Short exercise >>
Set down exactly the lines from the one containing "of the out-of-focus" through the end of the records below, both included, and nothing else.

+++

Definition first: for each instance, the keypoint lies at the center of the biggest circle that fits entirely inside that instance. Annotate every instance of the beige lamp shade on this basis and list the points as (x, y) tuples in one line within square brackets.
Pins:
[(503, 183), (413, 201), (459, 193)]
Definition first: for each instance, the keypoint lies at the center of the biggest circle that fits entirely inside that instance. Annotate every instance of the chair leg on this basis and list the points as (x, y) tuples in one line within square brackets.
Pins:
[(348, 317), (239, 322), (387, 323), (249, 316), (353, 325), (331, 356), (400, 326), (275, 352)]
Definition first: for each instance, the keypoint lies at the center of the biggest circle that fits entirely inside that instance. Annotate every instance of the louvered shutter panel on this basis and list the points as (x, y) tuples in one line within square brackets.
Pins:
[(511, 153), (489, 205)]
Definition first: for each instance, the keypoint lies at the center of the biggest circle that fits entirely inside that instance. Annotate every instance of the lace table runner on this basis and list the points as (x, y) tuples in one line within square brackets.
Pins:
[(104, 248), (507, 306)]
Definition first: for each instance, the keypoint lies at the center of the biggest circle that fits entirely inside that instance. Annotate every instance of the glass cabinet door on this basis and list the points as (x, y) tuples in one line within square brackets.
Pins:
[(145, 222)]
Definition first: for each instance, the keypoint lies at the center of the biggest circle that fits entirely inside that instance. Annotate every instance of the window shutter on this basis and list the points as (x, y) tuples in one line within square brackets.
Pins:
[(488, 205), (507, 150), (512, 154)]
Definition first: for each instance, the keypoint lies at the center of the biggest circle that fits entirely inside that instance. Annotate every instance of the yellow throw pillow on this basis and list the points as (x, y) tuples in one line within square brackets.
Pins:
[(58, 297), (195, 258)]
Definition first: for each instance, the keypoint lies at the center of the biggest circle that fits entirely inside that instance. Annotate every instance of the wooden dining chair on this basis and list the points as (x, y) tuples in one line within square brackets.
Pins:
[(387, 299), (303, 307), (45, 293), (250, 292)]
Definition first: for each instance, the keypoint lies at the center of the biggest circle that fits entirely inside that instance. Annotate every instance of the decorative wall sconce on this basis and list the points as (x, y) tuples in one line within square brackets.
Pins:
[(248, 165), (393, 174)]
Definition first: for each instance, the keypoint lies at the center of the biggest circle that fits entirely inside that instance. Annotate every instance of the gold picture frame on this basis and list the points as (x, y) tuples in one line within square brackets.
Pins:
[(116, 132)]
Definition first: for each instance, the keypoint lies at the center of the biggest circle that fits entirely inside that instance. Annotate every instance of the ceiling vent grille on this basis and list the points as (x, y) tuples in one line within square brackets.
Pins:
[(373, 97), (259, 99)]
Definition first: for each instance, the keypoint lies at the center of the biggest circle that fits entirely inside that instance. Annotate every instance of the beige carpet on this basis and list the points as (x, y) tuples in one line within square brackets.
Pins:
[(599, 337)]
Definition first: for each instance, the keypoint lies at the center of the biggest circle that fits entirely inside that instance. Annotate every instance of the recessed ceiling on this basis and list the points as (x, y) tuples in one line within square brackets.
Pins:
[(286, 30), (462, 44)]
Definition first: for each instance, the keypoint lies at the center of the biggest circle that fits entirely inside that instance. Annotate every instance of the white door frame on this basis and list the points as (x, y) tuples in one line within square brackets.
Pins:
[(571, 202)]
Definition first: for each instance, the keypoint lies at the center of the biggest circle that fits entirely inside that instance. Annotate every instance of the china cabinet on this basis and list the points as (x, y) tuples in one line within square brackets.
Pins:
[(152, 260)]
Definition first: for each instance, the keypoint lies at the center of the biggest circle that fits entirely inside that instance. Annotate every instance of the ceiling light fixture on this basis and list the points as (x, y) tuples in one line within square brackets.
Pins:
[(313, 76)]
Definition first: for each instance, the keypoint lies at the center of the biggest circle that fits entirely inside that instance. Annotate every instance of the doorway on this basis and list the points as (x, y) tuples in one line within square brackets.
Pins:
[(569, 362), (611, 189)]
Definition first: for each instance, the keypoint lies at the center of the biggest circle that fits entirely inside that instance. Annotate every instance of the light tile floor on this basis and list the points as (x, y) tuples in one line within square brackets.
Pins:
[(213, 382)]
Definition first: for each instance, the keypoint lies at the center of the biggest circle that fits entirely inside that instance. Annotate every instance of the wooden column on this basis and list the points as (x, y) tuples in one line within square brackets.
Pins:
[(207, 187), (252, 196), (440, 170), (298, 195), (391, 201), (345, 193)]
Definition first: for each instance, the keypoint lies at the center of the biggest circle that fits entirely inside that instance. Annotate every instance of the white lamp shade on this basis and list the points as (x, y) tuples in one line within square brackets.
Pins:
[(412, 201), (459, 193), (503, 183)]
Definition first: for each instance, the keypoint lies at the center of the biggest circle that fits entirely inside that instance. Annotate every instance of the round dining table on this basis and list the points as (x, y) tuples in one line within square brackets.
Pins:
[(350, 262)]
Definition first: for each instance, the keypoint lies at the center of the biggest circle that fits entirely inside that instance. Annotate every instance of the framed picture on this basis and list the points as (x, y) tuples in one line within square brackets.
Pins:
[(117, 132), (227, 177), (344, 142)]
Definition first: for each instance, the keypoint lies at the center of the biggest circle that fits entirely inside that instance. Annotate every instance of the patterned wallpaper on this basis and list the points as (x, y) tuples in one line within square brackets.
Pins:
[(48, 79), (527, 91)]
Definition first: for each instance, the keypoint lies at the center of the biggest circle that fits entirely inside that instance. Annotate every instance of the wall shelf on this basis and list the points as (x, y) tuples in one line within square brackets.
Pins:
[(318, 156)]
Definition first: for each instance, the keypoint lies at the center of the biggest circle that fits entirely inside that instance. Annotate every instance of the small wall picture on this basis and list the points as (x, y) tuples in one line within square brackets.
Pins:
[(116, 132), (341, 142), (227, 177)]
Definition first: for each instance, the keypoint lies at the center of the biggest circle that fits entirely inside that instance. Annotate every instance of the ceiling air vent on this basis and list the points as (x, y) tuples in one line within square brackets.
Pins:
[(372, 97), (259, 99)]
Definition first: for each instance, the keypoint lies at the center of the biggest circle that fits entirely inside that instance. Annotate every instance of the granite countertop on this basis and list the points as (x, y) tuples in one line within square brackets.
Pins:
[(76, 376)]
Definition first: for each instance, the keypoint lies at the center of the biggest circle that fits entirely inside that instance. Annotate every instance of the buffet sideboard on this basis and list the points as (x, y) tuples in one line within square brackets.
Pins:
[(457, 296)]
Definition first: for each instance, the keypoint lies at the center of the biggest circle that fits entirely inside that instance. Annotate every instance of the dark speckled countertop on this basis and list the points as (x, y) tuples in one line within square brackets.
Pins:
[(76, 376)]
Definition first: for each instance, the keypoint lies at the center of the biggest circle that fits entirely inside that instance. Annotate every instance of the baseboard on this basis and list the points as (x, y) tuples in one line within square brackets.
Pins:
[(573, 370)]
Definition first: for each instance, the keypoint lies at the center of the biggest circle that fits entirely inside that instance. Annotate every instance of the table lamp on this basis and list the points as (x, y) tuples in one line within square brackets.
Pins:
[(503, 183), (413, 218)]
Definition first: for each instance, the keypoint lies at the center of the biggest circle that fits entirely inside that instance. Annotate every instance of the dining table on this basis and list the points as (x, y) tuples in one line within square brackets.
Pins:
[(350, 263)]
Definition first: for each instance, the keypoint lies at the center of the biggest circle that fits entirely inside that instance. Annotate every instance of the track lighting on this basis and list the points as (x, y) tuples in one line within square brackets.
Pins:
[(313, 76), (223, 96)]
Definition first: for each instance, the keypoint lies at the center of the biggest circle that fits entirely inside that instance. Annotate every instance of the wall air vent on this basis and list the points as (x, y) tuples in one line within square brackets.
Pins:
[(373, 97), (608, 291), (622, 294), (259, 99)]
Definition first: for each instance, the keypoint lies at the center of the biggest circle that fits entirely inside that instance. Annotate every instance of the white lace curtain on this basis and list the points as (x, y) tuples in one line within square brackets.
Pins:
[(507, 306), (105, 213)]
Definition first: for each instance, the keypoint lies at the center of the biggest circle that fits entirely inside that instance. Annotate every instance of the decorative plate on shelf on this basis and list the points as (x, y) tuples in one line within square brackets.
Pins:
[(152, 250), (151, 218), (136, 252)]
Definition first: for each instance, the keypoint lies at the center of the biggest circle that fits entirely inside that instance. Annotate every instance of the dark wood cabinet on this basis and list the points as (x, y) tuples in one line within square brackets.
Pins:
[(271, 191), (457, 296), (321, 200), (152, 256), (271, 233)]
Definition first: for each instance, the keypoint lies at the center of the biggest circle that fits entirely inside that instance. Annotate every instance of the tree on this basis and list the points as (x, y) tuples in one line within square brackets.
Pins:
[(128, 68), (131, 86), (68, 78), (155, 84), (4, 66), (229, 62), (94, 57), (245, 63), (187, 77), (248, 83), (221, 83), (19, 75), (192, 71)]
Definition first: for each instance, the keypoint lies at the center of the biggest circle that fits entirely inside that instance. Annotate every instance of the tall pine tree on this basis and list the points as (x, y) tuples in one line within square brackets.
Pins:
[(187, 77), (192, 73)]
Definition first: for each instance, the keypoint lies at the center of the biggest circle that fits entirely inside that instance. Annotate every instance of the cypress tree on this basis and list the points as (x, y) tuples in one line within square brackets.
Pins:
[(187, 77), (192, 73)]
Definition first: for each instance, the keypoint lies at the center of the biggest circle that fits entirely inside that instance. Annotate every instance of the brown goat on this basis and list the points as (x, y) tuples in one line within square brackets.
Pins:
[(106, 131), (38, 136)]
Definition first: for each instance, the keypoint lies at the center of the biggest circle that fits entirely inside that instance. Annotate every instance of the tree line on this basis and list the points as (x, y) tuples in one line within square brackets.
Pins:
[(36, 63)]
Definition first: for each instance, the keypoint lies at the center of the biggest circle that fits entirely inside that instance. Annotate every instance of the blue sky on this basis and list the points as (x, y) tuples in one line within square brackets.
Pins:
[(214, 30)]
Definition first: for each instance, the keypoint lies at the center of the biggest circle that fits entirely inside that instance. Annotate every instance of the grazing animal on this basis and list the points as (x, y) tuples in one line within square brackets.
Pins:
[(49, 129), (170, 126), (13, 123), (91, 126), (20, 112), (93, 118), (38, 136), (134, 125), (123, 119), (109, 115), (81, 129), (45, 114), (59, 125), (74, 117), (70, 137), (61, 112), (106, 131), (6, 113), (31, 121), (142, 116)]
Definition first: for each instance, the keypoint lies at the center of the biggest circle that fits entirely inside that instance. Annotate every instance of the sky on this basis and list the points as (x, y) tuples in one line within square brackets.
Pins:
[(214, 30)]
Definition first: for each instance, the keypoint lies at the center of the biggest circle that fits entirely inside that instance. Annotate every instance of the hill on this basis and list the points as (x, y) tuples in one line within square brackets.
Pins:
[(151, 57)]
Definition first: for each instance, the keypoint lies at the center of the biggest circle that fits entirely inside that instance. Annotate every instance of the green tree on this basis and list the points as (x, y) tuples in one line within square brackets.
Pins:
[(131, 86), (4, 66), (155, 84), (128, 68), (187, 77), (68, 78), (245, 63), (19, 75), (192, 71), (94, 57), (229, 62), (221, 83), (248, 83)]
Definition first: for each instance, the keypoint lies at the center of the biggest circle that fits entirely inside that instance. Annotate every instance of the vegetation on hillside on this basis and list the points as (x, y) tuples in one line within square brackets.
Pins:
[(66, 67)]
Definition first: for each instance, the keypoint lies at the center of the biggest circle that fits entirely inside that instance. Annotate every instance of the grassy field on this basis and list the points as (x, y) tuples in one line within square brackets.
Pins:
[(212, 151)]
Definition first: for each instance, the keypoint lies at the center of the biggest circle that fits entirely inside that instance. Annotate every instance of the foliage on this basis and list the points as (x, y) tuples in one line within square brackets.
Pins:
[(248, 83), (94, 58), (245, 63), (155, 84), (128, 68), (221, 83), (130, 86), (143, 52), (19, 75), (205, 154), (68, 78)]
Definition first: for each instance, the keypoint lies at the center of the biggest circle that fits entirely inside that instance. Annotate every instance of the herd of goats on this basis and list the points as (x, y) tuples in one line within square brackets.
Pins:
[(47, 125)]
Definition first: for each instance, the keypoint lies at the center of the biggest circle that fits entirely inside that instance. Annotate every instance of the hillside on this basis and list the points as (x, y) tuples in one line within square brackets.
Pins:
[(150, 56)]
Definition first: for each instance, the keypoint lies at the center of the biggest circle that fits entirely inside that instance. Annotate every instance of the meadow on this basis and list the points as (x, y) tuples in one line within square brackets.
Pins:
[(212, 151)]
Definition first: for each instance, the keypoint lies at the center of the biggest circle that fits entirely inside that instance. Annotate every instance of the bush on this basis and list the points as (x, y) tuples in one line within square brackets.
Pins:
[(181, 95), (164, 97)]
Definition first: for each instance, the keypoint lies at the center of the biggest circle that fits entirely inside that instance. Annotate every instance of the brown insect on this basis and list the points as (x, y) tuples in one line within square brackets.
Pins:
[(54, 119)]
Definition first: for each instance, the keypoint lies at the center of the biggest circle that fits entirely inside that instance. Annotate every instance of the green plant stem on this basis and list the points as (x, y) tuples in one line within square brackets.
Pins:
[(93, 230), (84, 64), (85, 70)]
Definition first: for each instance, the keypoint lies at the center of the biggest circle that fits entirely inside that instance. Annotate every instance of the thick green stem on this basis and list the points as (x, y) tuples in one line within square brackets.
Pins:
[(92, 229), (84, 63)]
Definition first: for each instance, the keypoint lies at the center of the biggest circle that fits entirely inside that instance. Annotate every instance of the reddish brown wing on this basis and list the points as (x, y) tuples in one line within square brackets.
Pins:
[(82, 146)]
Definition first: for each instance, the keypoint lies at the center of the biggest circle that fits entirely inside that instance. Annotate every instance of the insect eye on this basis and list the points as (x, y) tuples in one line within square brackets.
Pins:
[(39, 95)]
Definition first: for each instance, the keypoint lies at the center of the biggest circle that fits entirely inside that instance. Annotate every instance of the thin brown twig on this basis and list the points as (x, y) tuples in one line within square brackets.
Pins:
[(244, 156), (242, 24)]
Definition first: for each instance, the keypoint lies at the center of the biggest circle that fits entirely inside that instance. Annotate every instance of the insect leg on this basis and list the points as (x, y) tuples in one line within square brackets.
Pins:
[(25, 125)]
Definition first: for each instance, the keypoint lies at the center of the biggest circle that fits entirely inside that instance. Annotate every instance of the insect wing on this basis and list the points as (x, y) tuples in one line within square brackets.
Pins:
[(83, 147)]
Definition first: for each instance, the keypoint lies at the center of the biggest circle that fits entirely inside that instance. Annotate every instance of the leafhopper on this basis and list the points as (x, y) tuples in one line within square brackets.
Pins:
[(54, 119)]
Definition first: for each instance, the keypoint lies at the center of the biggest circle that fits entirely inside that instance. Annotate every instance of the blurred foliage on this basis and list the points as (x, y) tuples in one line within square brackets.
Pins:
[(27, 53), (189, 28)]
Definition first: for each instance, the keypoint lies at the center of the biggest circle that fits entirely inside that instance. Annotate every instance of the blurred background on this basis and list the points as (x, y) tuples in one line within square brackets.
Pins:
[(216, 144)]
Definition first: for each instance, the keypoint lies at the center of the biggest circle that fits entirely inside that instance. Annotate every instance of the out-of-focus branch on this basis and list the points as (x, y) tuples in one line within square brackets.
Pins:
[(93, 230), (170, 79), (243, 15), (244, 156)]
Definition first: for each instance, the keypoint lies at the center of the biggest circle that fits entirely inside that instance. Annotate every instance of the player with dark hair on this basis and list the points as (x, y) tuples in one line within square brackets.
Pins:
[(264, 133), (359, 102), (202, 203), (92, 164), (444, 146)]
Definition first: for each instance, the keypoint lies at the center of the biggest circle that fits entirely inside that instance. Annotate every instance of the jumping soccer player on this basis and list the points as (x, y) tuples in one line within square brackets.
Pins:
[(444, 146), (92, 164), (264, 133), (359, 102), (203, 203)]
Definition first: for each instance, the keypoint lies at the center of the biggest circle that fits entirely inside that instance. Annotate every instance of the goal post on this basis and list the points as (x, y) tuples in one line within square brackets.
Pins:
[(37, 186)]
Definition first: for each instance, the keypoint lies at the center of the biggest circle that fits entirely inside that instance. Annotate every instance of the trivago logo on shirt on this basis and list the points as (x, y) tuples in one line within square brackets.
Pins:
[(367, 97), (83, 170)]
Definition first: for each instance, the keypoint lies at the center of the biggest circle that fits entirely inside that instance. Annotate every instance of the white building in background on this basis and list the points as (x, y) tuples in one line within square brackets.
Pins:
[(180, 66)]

+++

Task response >>
Definition first: for each instance, the keypoint lies at the center of the biggest circle that fits entirely inside that instance. Annotate every instance of the out-of-focus branch on this basis and list the points as (x, y) tuples in one line within square brackets.
Pins:
[(93, 230), (170, 79), (243, 15), (244, 156)]
Definition first: for each instance, the keypoint lies at the center of the biggest circle that fits entirely inside that instance. Annotate every instance of the player with dark hair on this basis and list the points as (x, y) tuples in one line within square brackets.
Pins:
[(264, 133), (359, 102), (202, 203), (92, 164), (444, 146)]
Definition first: for each instance, the keypoint lies at the center of the biggest circle that fits entirely inside that instance. Annotate every instance of the jumping soccer player on this basis and list the points as (x, y) tuples in one line within square brackets.
Pins:
[(444, 146), (92, 164), (264, 133), (359, 102), (203, 203)]
Definition first: for each instance, the keypoint lies at the center of the biggest circle that fits entirely inside that instance. Annotate every instance of the goal post on this basis and list the points as (x, y) tuples in one line within square brackets.
Pins:
[(37, 186)]
Definition first: for each instance, the keypoint lies at the center of the biggest circle that fits entirely inside that instance. Annotate every instance of the trivago logo on shirt on this basis and list the points as (x, y) tuples in one line within square brackets.
Pins:
[(367, 97), (83, 170)]
Definition first: for each instance, the keypoint lies at the center of the biggest circle that fits entirely inside that instance. Annotate every instance of the white building in background on this basis and list the points as (x, y) tuples in one line within square brackets.
Pins:
[(180, 66)]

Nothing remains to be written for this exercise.